[INPUT RECORDS]:
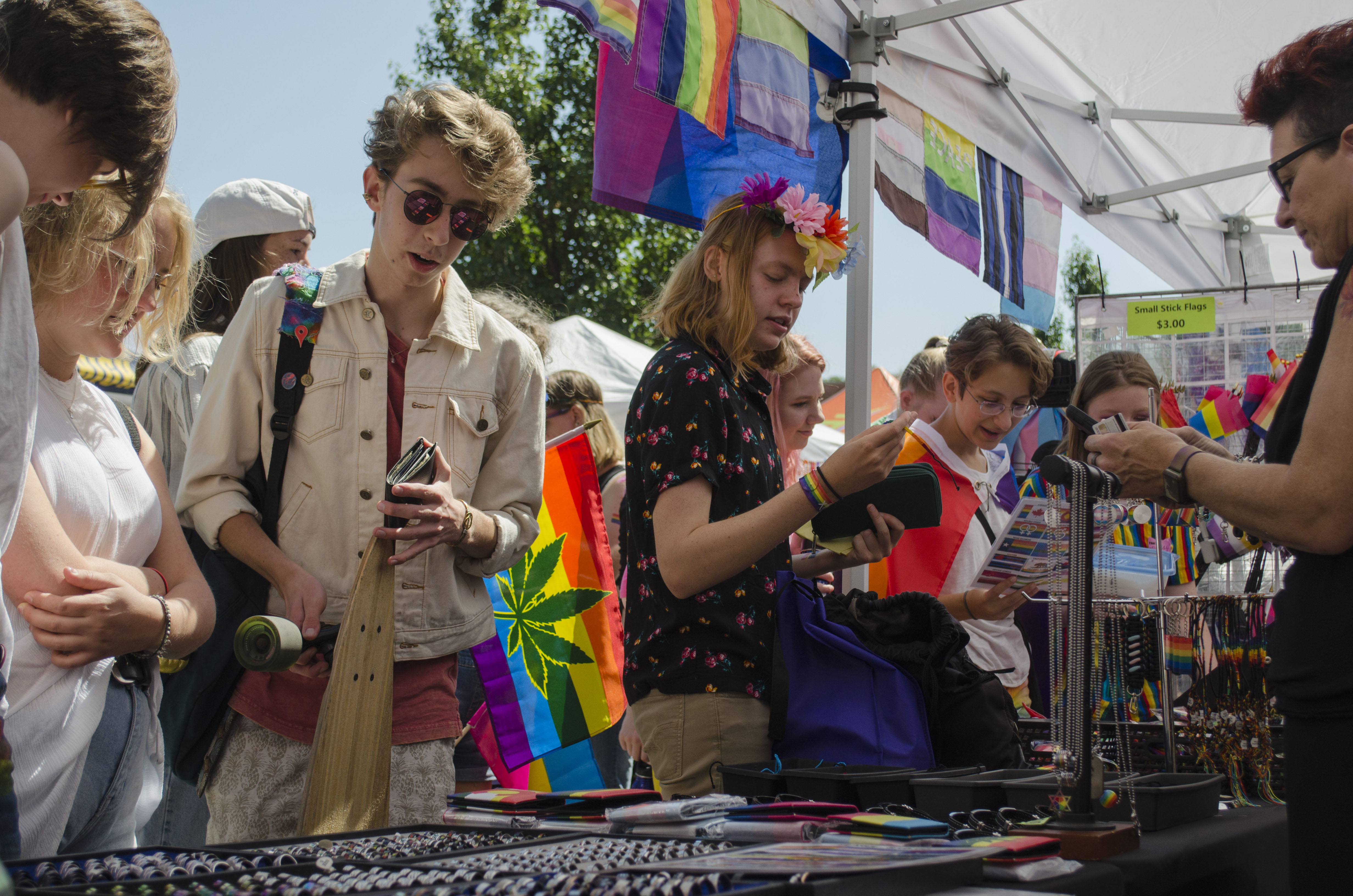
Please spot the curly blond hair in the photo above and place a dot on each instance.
(67, 247)
(481, 137)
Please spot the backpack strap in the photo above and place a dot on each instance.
(300, 329)
(130, 423)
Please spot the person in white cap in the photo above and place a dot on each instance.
(247, 229)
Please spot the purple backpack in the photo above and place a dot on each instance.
(835, 702)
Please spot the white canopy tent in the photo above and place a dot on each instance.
(1125, 110)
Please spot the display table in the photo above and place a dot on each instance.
(1234, 853)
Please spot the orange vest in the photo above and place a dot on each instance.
(922, 558)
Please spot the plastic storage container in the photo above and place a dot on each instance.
(833, 784)
(1134, 569)
(896, 787)
(1168, 800)
(984, 791)
(758, 779)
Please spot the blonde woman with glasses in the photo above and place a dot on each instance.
(99, 583)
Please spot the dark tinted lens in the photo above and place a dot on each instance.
(421, 208)
(469, 224)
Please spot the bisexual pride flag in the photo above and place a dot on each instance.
(553, 674)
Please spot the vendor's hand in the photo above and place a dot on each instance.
(438, 520)
(866, 458)
(874, 545)
(109, 620)
(995, 603)
(1138, 458)
(630, 741)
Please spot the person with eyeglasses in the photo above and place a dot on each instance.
(994, 374)
(1301, 496)
(402, 352)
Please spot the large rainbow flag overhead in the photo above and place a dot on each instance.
(685, 48)
(616, 22)
(553, 676)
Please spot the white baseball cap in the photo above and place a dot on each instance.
(250, 208)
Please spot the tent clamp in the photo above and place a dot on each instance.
(868, 40)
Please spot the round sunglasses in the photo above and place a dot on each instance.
(421, 208)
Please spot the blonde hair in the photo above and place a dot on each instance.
(691, 306)
(481, 137)
(925, 374)
(67, 245)
(791, 459)
(569, 389)
(1109, 371)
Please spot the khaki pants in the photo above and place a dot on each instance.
(688, 734)
(256, 788)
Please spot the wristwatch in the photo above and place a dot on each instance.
(1175, 486)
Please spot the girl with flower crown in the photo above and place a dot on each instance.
(708, 512)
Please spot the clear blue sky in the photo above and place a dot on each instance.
(283, 90)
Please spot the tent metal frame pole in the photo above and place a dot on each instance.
(860, 282)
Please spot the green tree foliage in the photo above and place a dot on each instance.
(572, 255)
(1081, 275)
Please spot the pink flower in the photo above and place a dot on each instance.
(807, 216)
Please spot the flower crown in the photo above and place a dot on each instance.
(818, 226)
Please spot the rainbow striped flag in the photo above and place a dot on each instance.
(1263, 418)
(616, 22)
(553, 674)
(573, 768)
(953, 220)
(685, 53)
(1220, 416)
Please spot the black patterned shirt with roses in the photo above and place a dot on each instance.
(688, 420)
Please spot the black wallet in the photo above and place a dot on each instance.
(910, 493)
(416, 466)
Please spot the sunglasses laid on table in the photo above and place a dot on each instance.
(421, 208)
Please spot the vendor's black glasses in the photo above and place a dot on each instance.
(421, 208)
(1291, 158)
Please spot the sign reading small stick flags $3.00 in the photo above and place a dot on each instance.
(1172, 317)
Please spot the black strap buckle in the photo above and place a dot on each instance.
(281, 427)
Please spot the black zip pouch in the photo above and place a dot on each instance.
(417, 466)
(911, 493)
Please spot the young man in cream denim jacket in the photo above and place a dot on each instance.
(402, 346)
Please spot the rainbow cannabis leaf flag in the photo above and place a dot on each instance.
(553, 674)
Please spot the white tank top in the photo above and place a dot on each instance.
(109, 508)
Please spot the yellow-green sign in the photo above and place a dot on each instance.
(1171, 317)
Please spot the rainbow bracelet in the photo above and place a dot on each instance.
(817, 489)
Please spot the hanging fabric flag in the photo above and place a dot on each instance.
(1263, 416)
(1003, 229)
(953, 219)
(616, 22)
(655, 160)
(1042, 242)
(770, 75)
(900, 160)
(685, 52)
(573, 768)
(553, 674)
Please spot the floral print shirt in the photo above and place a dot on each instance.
(689, 419)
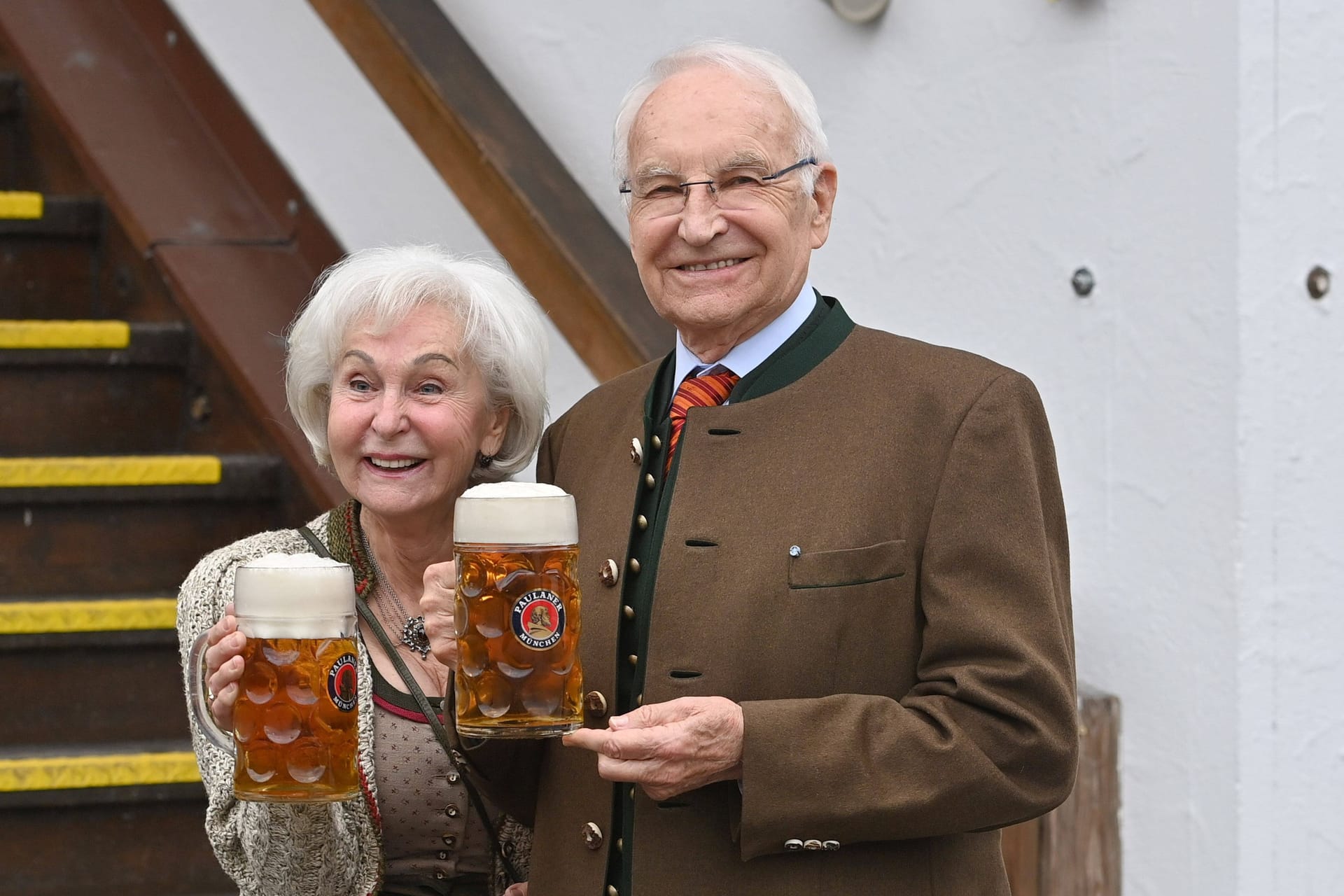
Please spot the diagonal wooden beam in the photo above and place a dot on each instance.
(190, 181)
(505, 176)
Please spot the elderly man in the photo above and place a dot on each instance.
(827, 629)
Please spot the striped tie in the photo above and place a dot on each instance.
(696, 391)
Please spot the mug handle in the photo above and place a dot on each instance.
(204, 719)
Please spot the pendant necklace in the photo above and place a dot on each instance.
(413, 631)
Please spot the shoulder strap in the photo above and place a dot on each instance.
(422, 701)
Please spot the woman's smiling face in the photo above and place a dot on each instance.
(409, 415)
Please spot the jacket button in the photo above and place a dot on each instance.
(592, 836)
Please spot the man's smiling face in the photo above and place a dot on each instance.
(717, 274)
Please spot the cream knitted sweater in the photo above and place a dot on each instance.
(279, 849)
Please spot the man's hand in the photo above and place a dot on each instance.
(438, 606)
(670, 747)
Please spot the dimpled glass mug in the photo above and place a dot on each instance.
(296, 731)
(517, 612)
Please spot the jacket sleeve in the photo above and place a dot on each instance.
(987, 736)
(273, 848)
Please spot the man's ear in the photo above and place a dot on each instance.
(824, 197)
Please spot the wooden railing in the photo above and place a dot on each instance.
(190, 179)
(502, 171)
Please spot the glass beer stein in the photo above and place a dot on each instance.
(296, 734)
(517, 612)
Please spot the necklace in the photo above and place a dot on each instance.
(413, 631)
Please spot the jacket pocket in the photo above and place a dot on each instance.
(848, 566)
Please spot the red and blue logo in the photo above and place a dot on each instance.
(343, 682)
(539, 620)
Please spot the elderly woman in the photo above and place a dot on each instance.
(414, 375)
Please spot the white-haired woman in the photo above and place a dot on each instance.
(414, 374)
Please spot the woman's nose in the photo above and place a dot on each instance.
(388, 416)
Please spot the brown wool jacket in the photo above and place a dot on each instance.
(906, 679)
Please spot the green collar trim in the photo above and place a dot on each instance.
(827, 327)
(822, 333)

[EXERCISE DIRECTIONS]: Print each of the records above exactly as written, leaving no picture in the copy.

[SOLUTION BELOW]:
Please spot the curly blond hair in the photo above and place a dot on each instance.
(67, 247)
(481, 137)
Please spot the backpack strap in the photo above and place a dot on each instance.
(300, 329)
(130, 423)
Please spot the person in white cap in the photo above and place a dot on each instance.
(247, 229)
Please spot the purple backpack in the photo above and place a dot on each instance.
(835, 702)
Please spot the white canopy tent in the photo above and place a dot on each instance.
(1125, 110)
Please spot the display table in the photo above and place a dot on each instance.
(1234, 853)
Please spot the orange vest in the photo above and place a dot on each instance.
(922, 558)
Please spot the plastic storage container in the photo above and place a dot on each instance.
(833, 784)
(1134, 569)
(896, 787)
(1168, 800)
(984, 791)
(758, 779)
Please spot the blonde woman with glasses in the photo above and place a dot on each instance.
(99, 583)
Please spot the dark tinted lens in the photo above and place a dot on each instance.
(421, 208)
(469, 224)
Please spot the bisexual pride flag in the photo above and place a dot on each instance.
(553, 674)
Please spot the vendor's hand in the photo above and place a dot on each instance.
(438, 520)
(866, 458)
(874, 545)
(109, 620)
(995, 603)
(1138, 458)
(630, 741)
Please spot the person with eyeglasses in the photo above and place a dot on each instance.
(994, 374)
(1301, 496)
(402, 352)
Please spot the large rainbow flag overhead in the photo above and place a dot on each instance.
(685, 48)
(616, 22)
(553, 676)
Please spot the white baseball cap in the photo above and place a dot on each instance.
(250, 208)
Please spot the tent clamp in the photo above and place a dot on each instance.
(868, 40)
Please spot the round sunglasses in the photo above and place a dot on each instance.
(421, 208)
Please spot the blonde hair in the photo above and place a dot on each instance.
(691, 306)
(481, 137)
(925, 374)
(67, 245)
(791, 459)
(569, 389)
(1109, 371)
Please spot the khaki pants in the photo above and place a dot on each instance.
(688, 734)
(256, 788)
Please spot the wristwatch in the photo above and place a dot on each instance.
(1175, 486)
Please spot the girl with flower crown in the photo above and place a dot on each instance.
(708, 512)
Please spot the clear blue sky in the photo above and place a dot on each instance.
(283, 90)
Please spot the tent metal frame pole in the photo above and place a dot on each instance.
(860, 282)
Please spot the green tree foliage in the photo above and place a dot on each instance.
(572, 255)
(1081, 275)
Please spot the pink flower in the photo above and place a dot on each instance.
(807, 216)
Please spot the flower crown in the photo above and place a dot on each instance.
(818, 226)
Please spot the rainbow striped flag in the photo above and place a dot on each instance.
(1263, 418)
(616, 22)
(553, 674)
(573, 768)
(953, 220)
(685, 53)
(1220, 416)
Please spot the black patterned shirt with roses in the photo above and place a dot on each instance.
(688, 420)
Please spot the black wallet in the photo above and place a dot on each instance.
(910, 493)
(416, 466)
Please spot the sunglasses laid on table in the photo above and place a dot on each instance.
(421, 208)
Please spot the vendor's black glasses in the photo above and place a dot on each instance.
(421, 208)
(1291, 158)
Please spot the sign reading small stick flags $3.00 in the photo above and place a dot on each instance.
(1172, 317)
Please spot the black strap buckle in the photo above and place a dot on each instance.
(281, 427)
Please spot the black zip pouch in the photo above and place a dot on each instance.
(417, 466)
(911, 493)
Please spot the young man in cream denim jacket in the photo above and place a dot on each instance.
(402, 346)
Please spot the rainbow cannabis leaf flag in the photo above and place a dot on each instance.
(553, 674)
Please spot the white tank top in the photo above and place a dot on each instance.
(109, 508)
Please spot the yellow-green sign in the photo above and place a dot on each instance.
(1171, 317)
Please spot the rainbow bracelet in the photo above and place a dot on each instance.
(817, 489)
Please spot the hanging fabric flag in the photo above and place a dot on each instance.
(1263, 416)
(1003, 229)
(953, 219)
(616, 22)
(655, 160)
(1042, 242)
(770, 75)
(900, 160)
(685, 52)
(573, 768)
(553, 674)
Please spot the floral print shirt in the photo above and place a dot on each instance.
(689, 419)
Please spot the diagonal wooden beam in the photo above and place a dot on each instance.
(190, 181)
(505, 176)
Please spot the elderly man in the photo above and place a dot on each instance.
(827, 629)
Please spot the striped tie in the photo above and place a dot on each instance.
(696, 391)
Please spot the mug handle in the photo above and place a dot on each instance.
(204, 719)
Please spot the pendant necklace in the photo above and place a dot on each instance.
(413, 631)
Please spot the shoulder strap in the photo above and place a dot on each instance.
(422, 701)
Please spot the woman's smiling face in the photo above and place a dot on each instance.
(409, 415)
Please spot the jacket button in the photo above and place a dot on each instance.
(592, 836)
Please spot the man's smiling face in the photo above and place a dot on each instance.
(717, 274)
Please spot the cream knitted sweater in the photo above and place a dot on each instance.
(279, 849)
Please spot the man's hand in the photo above and place a dot on each instance.
(438, 606)
(670, 747)
Please spot the dimpled glass mug in the photo above and place a dot on each instance.
(296, 731)
(517, 612)
Please spot the jacket sleeve in the photo above and place a dot on each instance.
(987, 736)
(273, 848)
Please spot the man's ear in the photo above and place a dot on each instance.
(824, 197)
Please spot the wooden railing in the photo above and place a dot on each instance.
(190, 179)
(502, 171)
Please spot the glass beer stein in the photo above and place a dot on each instance.
(296, 734)
(517, 612)
Please spot the necklace in the photo above and place a dot on each instance.
(413, 631)
Please spot the jacket pocket in the photo above and place a dot on each instance.
(848, 566)
Please spot the red and blue logo in the photo above and place a dot on each instance.
(343, 682)
(539, 620)
Please spot the elderly woman in the photo above and place a dot on each instance.
(414, 375)
Please spot the white-haired woman in the photo above and place a dot on each instance.
(414, 374)
Please spot the woman's nose in the photo above and place a dot on each instance.
(388, 416)
Please spot the brown wool jacket in the photo above and place a dot on each instance.
(906, 679)
Please spot the green collar trim in the photo above and place a dot on each instance.
(827, 327)
(822, 333)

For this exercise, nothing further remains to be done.